[Stored items]
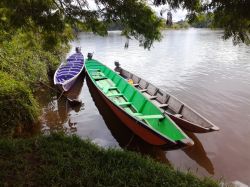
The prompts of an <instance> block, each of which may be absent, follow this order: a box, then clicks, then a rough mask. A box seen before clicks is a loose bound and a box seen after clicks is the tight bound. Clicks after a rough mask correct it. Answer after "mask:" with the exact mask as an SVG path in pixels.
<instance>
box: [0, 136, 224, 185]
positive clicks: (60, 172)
mask: <svg viewBox="0 0 250 187" xmlns="http://www.w3.org/2000/svg"><path fill="white" fill-rule="evenodd" d="M0 150H2V151H1V153H0V168H1V171H2V172H0V179H1V180H0V186H157V187H158V186H164V187H198V186H199V187H217V186H219V185H218V183H217V182H216V181H213V180H211V179H209V178H204V179H200V178H197V177H195V176H194V175H192V174H191V173H183V172H180V171H176V170H174V169H173V168H170V167H168V166H166V165H164V164H161V163H158V162H156V161H154V160H152V159H149V158H145V157H142V156H140V155H139V154H135V153H132V152H128V151H121V150H115V149H108V150H105V149H103V148H100V147H98V146H96V145H93V144H92V143H90V142H88V141H83V140H81V139H80V138H78V137H76V136H65V135H62V134H52V135H49V136H40V137H35V138H32V139H12V140H11V139H0Z"/></svg>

Task prompt
Leave the pictures out and reproduce each record exactly as written.

Response area
The prompts of an <instance> block, each of which may be absent, follow this order: a box, then clicks, then a rough mask. A box seen before clicks is a loose bound and a box seen after clicks is the tight bound. Clicks after a rough mask correct it. Answer after "mask:" with the exact mask as an SVG path in pixels.
<instance>
box: [0, 136, 224, 185]
positive clicks: (60, 172)
mask: <svg viewBox="0 0 250 187" xmlns="http://www.w3.org/2000/svg"><path fill="white" fill-rule="evenodd" d="M0 150H2V151H1V153H0V168H1V171H2V172H0V179H1V180H0V186H157V187H158V186H164V187H198V186H199V187H217V186H219V185H218V183H217V182H216V181H213V180H211V179H209V178H204V179H200V178H197V177H195V176H194V175H192V174H191V173H183V172H180V171H176V170H174V169H173V168H170V167H168V166H166V165H164V164H161V163H158V162H156V161H154V160H152V159H149V158H145V157H142V156H140V155H139V154H135V153H132V152H128V151H121V150H115V149H108V150H105V149H103V148H100V147H98V146H96V145H93V144H92V143H90V142H88V141H83V140H81V139H80V138H78V137H76V136H65V135H62V134H52V135H49V136H40V137H35V138H32V139H12V140H11V139H0Z"/></svg>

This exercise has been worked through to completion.